### What is asked
Carry on the article about Times3, the Times Square sound walk by Geoff Sobelle and Pamela Z, from its last sentence, not the lines that follow it.

### Excerpted passage
========

Created by theatre-artist Geoff Sobelle and composer-performer Pamela Z, Times3 (Times x Times x Times) is a sonic odyssey to the far side of New York City’s Times Square. Through this masterwork, the iconic public site becomes an ephemeral world stage where wayfarers surf the fabric of time and space.

The groundbreaking new work premiered on January 9, 2021, as part of the trend-setting PROTOTYPE festival, which presents modern multifaceted opera-theatre and music-theatre works from across the world. Sobelle and Z have sculpted a magical world of sound and space where all time is simultaneous.

The audience is asked to take a walk in Times Square to hear a score specifically crafted for this moment. Participants also listened to the orchestral wonder in the comfort of their homes by means of SoundCloud. The new vocal performance encourages the audience to experience the City—past, present, and future. To that end, the work integrates through lines to a time when the Indigenous communities native to Manhattan flourished.

Through the use of instrumentalists and voices sampled from literary scholars and historians, such Jack Tchen and Eric Sanderson, the composition transports one to “a city carved by countless hands from a place once thick with trees…which may be headed that way again.” With five global extinction events in the fossil record, the work examines the current ecosystem and asks some fundamental questions about a city of 8.4 million people. What was this place? What is this place? And how did we get here?

Drawing inspiration from the City’s soundscape and a Broadway musical from 1961, Pamela Z comments on the creative process: “The other thing I wanted to mention is that I actually use a sample of a subway station ambient where you hear the sound of the subway. I took that famous sound the undercarriage of the subway cars make as the car leaves the station that sounds like ‘Somewhere’ from West Side Story. Lots of people have identified that interval…There’s a place for us; I love that sound so much and I know it so well.”  Z continued adding, “And I actually transcribe the notes for that for some instruments and then had it played and so you’re actually hearing instruments like a violin and a trumpet playing those pitches, and then it’s blended with the actual subway sound but those instruments are still in there. And then later in that sort of listening and repeating section, I sing it myself and so you hear it again but in my voice.”

Pamela Z. Photo Credit: Donald Swearingen

The composition, which is 30 minutes and 33 seconds long, has the power to make a positive, lasting impact on the world. The triad corresponds to the essence of mind, body, and spirit. The music was created in consequence of impressions of space, offering a refreshed approach to social dynamics — the opportunity to co-create a probability. Tom Dambly on Trumpet, Todd Reynolds on Violin, Crystal Pascucci on Cello performed the ensemble composition. With so many layers, there is a rich tapestry of ideas to examine.

Like some quantum-computer operator, conductor Pamela Z asks the participants to tune themselves to the forces underfoot and to imagine. The piece takes us back in time and down the road, creating moments where the collective becomes a driving force for future outcomes.

========

### Source excerpt

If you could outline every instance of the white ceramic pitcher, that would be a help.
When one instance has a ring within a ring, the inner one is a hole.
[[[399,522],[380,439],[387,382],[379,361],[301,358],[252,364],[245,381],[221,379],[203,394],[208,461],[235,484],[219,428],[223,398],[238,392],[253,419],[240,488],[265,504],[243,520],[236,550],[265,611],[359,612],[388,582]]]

========

### Task result
The media artist works with voice, live electronic processing, sampled sound, and video. Before her large-scale multi-media works, Z honed her craft at CBGB, 313 Gallery on the Bowery, and the Knitting Factory where experimental music was thriving. Z takes us back to early 1990s New York City and the downtown new music scene, which helped to form a cultural zeitgeist. Z spells out how her ongoing work had been informed by the downtown new music scene: “There’s a through-line to it. I don’t think that there was a dividing place in any point in time. I just think these things have slowly affected each other. She continued, adding, “I guess when we think about downtown in New York there’s always been this downtown versus uptown kind of a paradigm. I think it’s really amazing when I think about people like the Bang on a Can folks; they’re some of the people that have been really instrumental in kind of breaking down those lines and making things bleed from one place to another and I remember when the Bang on a Can marathon first started it was a downtown thing and then at some point, it was at Lincoln Center.”

Creating the space for the new to enter is a theme that plays out in Z’s work. “Actually I think the first time I ever played on the Bang on a Can Marathon was at Alice Tully Hall in Lincoln Center. When you look at what’s programmed on that festival it’s this wide range of people who are all doing essentially contemporary music of some kind and all very adventurous, but some from more of a chamber music kind of attitude and some more from you know another kind of approach. And so for me there’s always just been a bleed between all of those things,” said Z.

Contemplating the mystical phenomenon of happenstance, Z reflects on her journey as an artist: “I think in a way it’s a metaphor for my own life because my own progression as an artist I sort of went through it when I was in music school. I was studying classical music and singing opera arias in Bel Canto vocal technique and outside of school I was being sort of like a singer-songwriter and playing in clubs and busking and doing all of this. And it was like there was almost like a weird chasm or something between those two things.”

Throughout her time as an artist, Z has composed scores for dance, film, and chamber ensembles. “I feel like the moment I really found my voice as an artist was where all of those different tentacles of things that I was interested in began to intermingle with each other,” said Z. “And so, I feel like that is sort of happened at large with the contemporary music scene as well you know and then having gigs at CBGB and then playing in Alice Tully Hall within the same period of time is an interesting thing I think,” chuckled Z.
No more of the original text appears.